▸ **Tantangan 1**
Ubah baris-baris catatan di bawah menjadi daftar bernomor tanpa baris kosong, mulai dari baris yang memuat "TARGET: eucalyptus tree" hingga akhir catatan.

▸ **Potongan Dokumen**
= = = = = = =
Dasar penggunaan kartu kredit oleh Pemerintah berdasarkan PMK No. 196/PMK.05/2018 tentang Tata cara Pembayaran dan Penggunaan Kartu Kredit Pemerintah yang kemudian dirubah denganPMK No. 97/PMK.05/2021 tentang Perubahan atas PMK No. 196/PMK.05/2018 tentang Tata cara Pembayaran dan Penggunaan Kartu Kredit Pemerintah. Penggunaaan Kartu Kredit Pemerintah (KKP) dimaksudkan untuk penyelesaian tagihan kepada negara melalui mekanisme UP. Sebelum ketentuan ini, konsep pengelolaan Uang Persediaan (UP) adalah dana UP Tunai 100% baik di brankas maupun kas di Bank. Porsi UP Tunai dan UP KKP adalah 60:40, namun diperkenankan untuk melakukan perubahan porsi. Usulan perubahan porsi diajukan oleh satker kepada Kanwil Ditjen Perbendaharaan setempat.
Penggunaan Kartu Kredit Pemerintah untuk belanja pemerintah difokuskan pada keperluan belanja barang operasional serta belanja modal dan perjalanan dinas. Belanja tersebut merupakan bagian terbesar dari penggunaan Uang Persediaan. Besaran jumlah KKP disesuaikan dengan kebutuhan Satker dengan batasan total limit seluruh kartu paling banyak sebesar UP KKP.
= = = = = = =
▸ **Tantangan 2**
Jawab pertanyaan berikut berdasarkan teks tentang Kartu Kredit Pemerintah di atas.
(a) Berapa porsi UP Tunai dan UP KKP?
(b) Kepada siapa satker mengajukan usulan perubahan porsi?
(c) Berapa batas total limit seluruh kartu?
= = = = = = =
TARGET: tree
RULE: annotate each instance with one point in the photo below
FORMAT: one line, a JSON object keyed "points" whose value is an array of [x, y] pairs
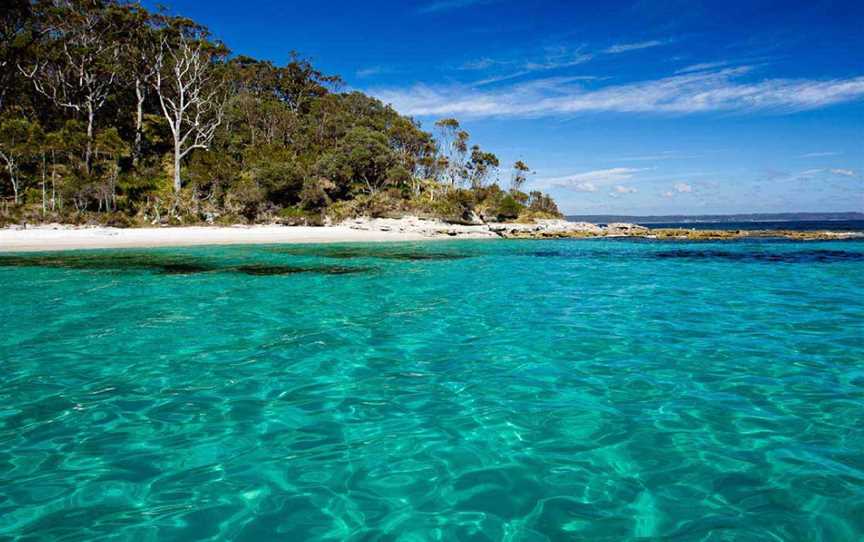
{"points": [[18, 142], [481, 166], [519, 175], [109, 148], [139, 41], [455, 143], [189, 93], [15, 18], [79, 69]]}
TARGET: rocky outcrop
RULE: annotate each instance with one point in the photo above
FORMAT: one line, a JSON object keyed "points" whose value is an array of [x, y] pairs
{"points": [[625, 229], [552, 229], [420, 226]]}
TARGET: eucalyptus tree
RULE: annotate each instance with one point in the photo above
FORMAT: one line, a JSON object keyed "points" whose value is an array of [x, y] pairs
{"points": [[80, 63], [455, 142], [139, 41], [519, 175], [481, 167], [19, 141], [188, 86], [16, 18]]}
= = = = = = =
▸ **Jawaban Benar 1**
1. TARGET: eucalyptus tree
2. RULE: annotate each instance with one point in the photo above
3. FORMAT: one line, a JSON object keyed "points" whose value is an array of [x, y] pairs
4. {"points": [[80, 63], [455, 142], [139, 41], [519, 175], [481, 167], [19, 141], [188, 86], [16, 18]]}

▸ **Jawaban Benar 2**
(a) 60:40.
(b) Kepada Kanwil Ditjen Perbendaharaan setempat.
(c) Paling banyak sebesar UP KKP.